━━━━━ WORKING DATA ━━━━━

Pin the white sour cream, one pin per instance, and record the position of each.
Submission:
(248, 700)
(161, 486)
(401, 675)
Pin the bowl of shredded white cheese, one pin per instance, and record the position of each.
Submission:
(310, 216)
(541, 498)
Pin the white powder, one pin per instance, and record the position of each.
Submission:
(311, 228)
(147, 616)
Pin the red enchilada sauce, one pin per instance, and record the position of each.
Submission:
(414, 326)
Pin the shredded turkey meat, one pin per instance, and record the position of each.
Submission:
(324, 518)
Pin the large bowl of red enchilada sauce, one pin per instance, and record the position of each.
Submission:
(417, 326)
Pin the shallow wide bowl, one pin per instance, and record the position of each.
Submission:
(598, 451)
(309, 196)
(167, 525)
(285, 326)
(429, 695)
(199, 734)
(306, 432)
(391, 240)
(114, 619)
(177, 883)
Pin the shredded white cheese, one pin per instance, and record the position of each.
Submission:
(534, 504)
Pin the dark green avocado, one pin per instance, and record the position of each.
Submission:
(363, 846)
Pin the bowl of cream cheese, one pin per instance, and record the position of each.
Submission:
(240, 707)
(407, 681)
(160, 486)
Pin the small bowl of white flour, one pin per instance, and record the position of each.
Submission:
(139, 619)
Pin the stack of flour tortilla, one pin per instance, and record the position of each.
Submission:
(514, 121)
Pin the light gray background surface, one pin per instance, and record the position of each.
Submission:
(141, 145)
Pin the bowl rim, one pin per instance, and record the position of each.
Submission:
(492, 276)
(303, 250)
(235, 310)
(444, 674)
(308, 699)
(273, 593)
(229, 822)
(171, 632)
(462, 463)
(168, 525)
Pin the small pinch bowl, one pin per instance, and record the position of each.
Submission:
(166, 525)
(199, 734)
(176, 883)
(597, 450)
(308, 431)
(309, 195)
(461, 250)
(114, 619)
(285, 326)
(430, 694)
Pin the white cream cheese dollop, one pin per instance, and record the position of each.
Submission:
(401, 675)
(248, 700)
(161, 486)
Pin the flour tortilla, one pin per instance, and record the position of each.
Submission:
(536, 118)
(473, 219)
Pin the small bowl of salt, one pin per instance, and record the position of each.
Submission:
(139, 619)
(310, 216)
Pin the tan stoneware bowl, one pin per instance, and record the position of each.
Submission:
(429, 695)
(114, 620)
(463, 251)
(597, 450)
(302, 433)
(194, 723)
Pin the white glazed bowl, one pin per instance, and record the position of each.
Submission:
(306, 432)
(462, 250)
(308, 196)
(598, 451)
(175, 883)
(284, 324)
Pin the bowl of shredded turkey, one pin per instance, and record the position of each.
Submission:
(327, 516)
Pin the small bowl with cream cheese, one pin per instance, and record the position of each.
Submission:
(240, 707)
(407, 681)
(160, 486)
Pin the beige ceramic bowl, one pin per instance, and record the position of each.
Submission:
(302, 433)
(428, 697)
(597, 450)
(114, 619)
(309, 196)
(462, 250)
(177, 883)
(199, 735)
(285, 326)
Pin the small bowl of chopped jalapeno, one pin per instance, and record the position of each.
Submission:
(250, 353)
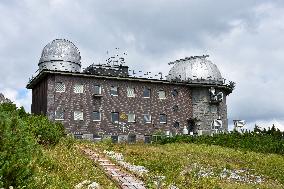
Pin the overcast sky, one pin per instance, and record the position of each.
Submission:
(245, 39)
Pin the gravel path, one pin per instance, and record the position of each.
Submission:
(122, 178)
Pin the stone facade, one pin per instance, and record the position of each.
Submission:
(138, 105)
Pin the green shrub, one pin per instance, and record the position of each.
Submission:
(264, 141)
(18, 151)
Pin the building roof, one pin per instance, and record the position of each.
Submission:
(60, 50)
(195, 68)
(194, 83)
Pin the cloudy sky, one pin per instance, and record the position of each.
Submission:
(245, 39)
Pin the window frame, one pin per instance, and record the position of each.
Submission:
(161, 90)
(149, 119)
(100, 114)
(134, 118)
(175, 92)
(112, 90)
(112, 113)
(160, 118)
(100, 89)
(127, 89)
(76, 111)
(57, 90)
(149, 89)
(58, 119)
(78, 85)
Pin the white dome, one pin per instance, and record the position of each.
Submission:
(60, 54)
(195, 68)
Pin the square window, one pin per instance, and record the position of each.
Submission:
(96, 116)
(213, 109)
(146, 92)
(59, 87)
(78, 115)
(147, 118)
(162, 94)
(131, 117)
(113, 91)
(78, 88)
(114, 117)
(59, 114)
(97, 90)
(163, 118)
(130, 92)
(175, 92)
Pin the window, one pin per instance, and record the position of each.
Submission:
(176, 125)
(130, 92)
(213, 109)
(59, 114)
(146, 92)
(131, 118)
(174, 92)
(59, 87)
(147, 118)
(163, 118)
(96, 116)
(175, 108)
(97, 90)
(114, 117)
(113, 91)
(162, 94)
(78, 88)
(78, 115)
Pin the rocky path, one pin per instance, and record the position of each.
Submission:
(122, 178)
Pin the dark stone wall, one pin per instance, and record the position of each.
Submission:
(87, 103)
(39, 98)
(202, 108)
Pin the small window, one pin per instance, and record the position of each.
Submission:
(78, 115)
(162, 94)
(59, 114)
(97, 90)
(96, 116)
(175, 108)
(59, 87)
(130, 92)
(131, 117)
(114, 117)
(147, 118)
(174, 92)
(213, 109)
(113, 91)
(163, 118)
(78, 88)
(146, 92)
(176, 125)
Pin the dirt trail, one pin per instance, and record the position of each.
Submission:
(123, 179)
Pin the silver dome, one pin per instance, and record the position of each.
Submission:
(196, 68)
(60, 54)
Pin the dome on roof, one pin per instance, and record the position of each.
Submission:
(60, 54)
(195, 68)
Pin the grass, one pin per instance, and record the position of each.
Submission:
(64, 166)
(175, 162)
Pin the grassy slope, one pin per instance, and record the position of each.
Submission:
(171, 159)
(65, 167)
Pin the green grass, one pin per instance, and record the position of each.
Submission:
(64, 166)
(174, 161)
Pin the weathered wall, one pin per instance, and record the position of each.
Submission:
(203, 110)
(39, 98)
(85, 102)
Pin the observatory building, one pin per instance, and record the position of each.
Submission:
(109, 100)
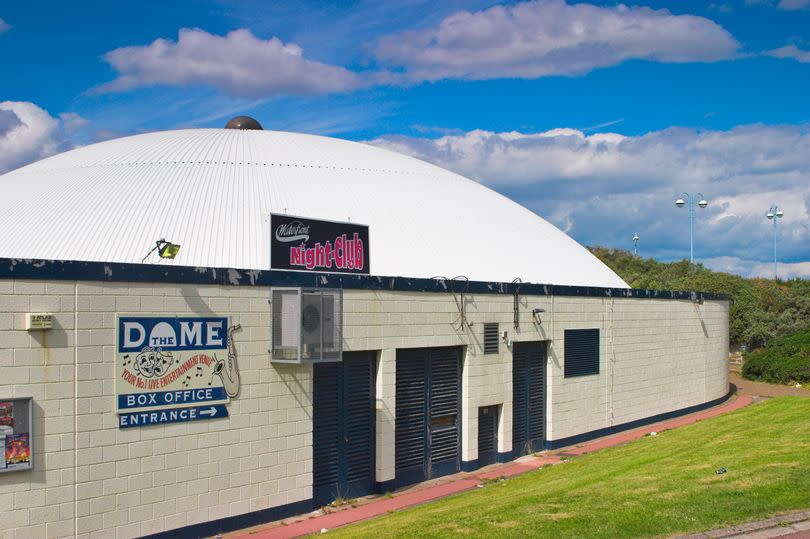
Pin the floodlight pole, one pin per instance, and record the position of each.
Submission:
(690, 204)
(774, 213)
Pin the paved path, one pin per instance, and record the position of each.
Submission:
(431, 490)
(761, 389)
(794, 525)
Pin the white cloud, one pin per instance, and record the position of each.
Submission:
(601, 188)
(791, 51)
(29, 133)
(238, 63)
(792, 5)
(549, 37)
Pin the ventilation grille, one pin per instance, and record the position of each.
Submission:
(581, 352)
(491, 338)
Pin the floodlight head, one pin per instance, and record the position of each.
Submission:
(167, 249)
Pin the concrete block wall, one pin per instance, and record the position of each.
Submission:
(656, 356)
(91, 478)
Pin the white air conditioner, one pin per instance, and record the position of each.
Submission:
(306, 325)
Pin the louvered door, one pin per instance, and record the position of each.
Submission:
(487, 435)
(529, 397)
(343, 428)
(445, 407)
(428, 413)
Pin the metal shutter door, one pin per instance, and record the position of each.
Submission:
(359, 402)
(520, 399)
(428, 413)
(325, 433)
(487, 435)
(529, 397)
(343, 449)
(411, 424)
(445, 408)
(537, 395)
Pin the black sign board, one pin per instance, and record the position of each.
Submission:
(299, 243)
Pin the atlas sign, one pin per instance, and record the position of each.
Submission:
(169, 334)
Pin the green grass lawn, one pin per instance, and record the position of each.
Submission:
(655, 486)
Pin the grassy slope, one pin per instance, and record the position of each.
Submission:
(655, 486)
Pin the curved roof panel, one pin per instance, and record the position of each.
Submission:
(212, 190)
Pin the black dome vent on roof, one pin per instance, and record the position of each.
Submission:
(243, 122)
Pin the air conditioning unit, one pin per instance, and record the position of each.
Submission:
(307, 325)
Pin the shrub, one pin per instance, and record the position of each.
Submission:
(785, 359)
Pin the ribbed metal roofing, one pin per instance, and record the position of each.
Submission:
(212, 190)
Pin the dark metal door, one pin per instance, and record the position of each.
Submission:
(428, 442)
(343, 445)
(487, 435)
(529, 397)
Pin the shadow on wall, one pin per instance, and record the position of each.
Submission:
(291, 377)
(195, 302)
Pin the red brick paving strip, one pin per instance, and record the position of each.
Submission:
(465, 482)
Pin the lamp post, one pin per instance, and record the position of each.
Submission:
(773, 214)
(690, 201)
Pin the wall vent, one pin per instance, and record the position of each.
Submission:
(307, 325)
(581, 352)
(491, 338)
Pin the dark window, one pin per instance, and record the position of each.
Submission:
(581, 352)
(491, 338)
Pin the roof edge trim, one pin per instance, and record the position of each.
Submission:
(71, 270)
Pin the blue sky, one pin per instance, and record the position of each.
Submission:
(594, 115)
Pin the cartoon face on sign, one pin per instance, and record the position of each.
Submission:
(152, 362)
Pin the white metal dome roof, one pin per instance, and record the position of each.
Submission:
(212, 190)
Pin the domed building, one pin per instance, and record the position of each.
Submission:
(237, 325)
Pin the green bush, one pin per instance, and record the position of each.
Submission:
(785, 359)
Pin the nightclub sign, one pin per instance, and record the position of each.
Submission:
(298, 243)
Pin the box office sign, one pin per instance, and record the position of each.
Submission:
(298, 243)
(174, 369)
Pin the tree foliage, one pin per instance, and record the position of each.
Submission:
(761, 309)
(786, 359)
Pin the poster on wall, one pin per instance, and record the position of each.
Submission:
(18, 451)
(15, 434)
(303, 244)
(174, 369)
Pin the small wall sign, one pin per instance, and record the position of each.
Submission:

━━━━━

(WHAT IS NEEDED) Your reply should consist of a single number, the count of lines in the records above that contain the string "turkey".

(ANSWER BELOW) 2